** WORK INSTRUCTIONS **
1. Name every column of the split-line table that the hespdiv tutorial explicitly calls a column.
2. From the hespdiv tutorial, extract the stretch from "Please note that" through "lengthy computation times.".

BEGIN DOCUMENT EXCERPT

You can find the script that produced both datasets in the "data_prep.R" file. This file, along with the raw data and metadata files, is located in the GitHub repository of the "HHData" package, specifically in the raw-data folder. The "HDData" package provides exemplary data for use with this package.
Once you load the "HDData" package using library(HDData), you can use these datasets straight away. Don't forget to load the "hespdiv" package as well to access its functions.
library(HDData) mio_mams library(hespdiv)
Let's take a look at the mio_mams dataset. It consists of 5244 fossil occurrence observations and a considerable number of variables (132), which is typical for Paleodb datasets. However, for our hespdiv() analysis, we only require a few specific variables: the coordinates of the observations and the names or IDs of the taxa. The coordinates should be formatted as a data frame with "x" and "y" columns.
species <- mio_mams$accepted_name # Taxa names sp_coords <- data.frame(x = mio_mams$lng, y = mio_mams$lat) # Coordinates of observations
While it is not mandatory, I recommend providing a polygon representing the study area. This polygon serves as a geographical reference point when interpreting the results. The polygon should also be formatted as a data frame with "x" and "y" columns.
str(us)
Now, let's try the Morisita-Horn subdivision method using the default hespdiv() variables. This will allow us to perform hierarchical bioregionalization of the mio_mams dataset.
# The 'hd' object exists pre-calculated in HDData library, so don't need to run this code: hd <- hespdiv(data = species, xy.dat = sp_coords, study.pol = us)
Please note that running this call may take some time. The computation time is primarily influenced by the 'n.split.pts' argument, which controls the number of alternative subdivisions considered. The default value of 15 generates 120 split-lines (sum(1:15)) for each subdivision attempt. Increasing this value improves the fit of straight split-lines to the data but also increases computation time. In this tutorial, we will use lower values to avoid lengthy computation times.
After the computations are complete, you will see a table in the console containing information about the established split-lines:
hd
This table provides various information about the subdivisions and the performance of the split-lines. For instance, the "performance" column shows the Morisita-Horn values of the best split-lines, while the "mean" and "sd" columns indicate the average and standard deviation of the Morisita-Horn values for all tested split-lines in a single subdivision. The "z.score" column represents the outstandingness of the best split-line, calculated as (performance - mean) / sd. It is important to note that split-line performances are highly correlated in space, and extremely high or low z-scores (>|-+3|) should be uncommon, while medium z-score values (>|-+1.5|) suggest split-lines that are notably outstanding. Each split-line's performance is represented by its outstandingness (z-score), Morisita-Horn value (performance), and order in the hierarchy tree (rank).

END DOCUMENT EXCERPT
BEGIN MATERIAL SUPPLIED

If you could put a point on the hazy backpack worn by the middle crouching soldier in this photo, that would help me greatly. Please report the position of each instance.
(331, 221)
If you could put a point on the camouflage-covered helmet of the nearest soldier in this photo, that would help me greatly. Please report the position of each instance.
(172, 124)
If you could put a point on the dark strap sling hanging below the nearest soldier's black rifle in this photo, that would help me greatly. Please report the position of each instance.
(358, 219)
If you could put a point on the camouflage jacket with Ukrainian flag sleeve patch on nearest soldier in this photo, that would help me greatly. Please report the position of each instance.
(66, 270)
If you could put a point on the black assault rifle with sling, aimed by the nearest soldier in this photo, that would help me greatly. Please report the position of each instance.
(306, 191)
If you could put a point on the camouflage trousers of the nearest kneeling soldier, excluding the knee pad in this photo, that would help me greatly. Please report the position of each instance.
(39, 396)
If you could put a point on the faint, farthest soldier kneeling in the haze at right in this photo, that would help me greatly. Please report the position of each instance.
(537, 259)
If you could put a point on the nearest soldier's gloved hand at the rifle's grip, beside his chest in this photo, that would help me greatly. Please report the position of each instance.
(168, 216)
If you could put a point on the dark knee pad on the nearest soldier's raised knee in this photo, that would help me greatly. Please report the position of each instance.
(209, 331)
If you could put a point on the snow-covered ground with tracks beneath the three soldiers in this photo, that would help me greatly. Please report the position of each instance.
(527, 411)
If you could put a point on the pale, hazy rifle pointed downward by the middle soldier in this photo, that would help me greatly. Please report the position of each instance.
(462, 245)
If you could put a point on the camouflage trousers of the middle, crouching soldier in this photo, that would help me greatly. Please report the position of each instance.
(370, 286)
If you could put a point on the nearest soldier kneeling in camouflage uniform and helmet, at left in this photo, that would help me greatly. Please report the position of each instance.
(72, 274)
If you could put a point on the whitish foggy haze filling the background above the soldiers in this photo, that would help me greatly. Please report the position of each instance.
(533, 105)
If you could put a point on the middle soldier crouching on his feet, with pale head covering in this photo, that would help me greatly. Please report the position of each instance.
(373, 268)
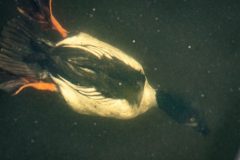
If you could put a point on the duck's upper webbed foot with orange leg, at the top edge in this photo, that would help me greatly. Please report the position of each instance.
(41, 11)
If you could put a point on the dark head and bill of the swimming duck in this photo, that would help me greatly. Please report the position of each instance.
(181, 111)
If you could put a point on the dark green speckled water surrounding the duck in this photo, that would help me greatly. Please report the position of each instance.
(189, 47)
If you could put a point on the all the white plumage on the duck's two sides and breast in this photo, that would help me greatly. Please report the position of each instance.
(87, 100)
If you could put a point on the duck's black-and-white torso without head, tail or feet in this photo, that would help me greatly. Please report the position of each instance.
(110, 83)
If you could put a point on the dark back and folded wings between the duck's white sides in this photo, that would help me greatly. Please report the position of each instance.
(99, 77)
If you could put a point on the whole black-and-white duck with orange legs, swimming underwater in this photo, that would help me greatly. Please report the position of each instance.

END MATERIAL SUPPLIED

** YOUR RESPONSES **
1. performance, mean, sd, z.score

2.
Please note that running this call may take some time. The computation time is primarily influenced by the 'n.split.pts' argument, which controls the number of alternative subdivisions considered. The default value of 15 generates 120 split-lines (sum(1:15)) for each subdivision attempt. Increasing this value improves the fit of straight split-lines to the data but also increases computation time. In this tutorial, we will use lower values to avoid lengthy computation times.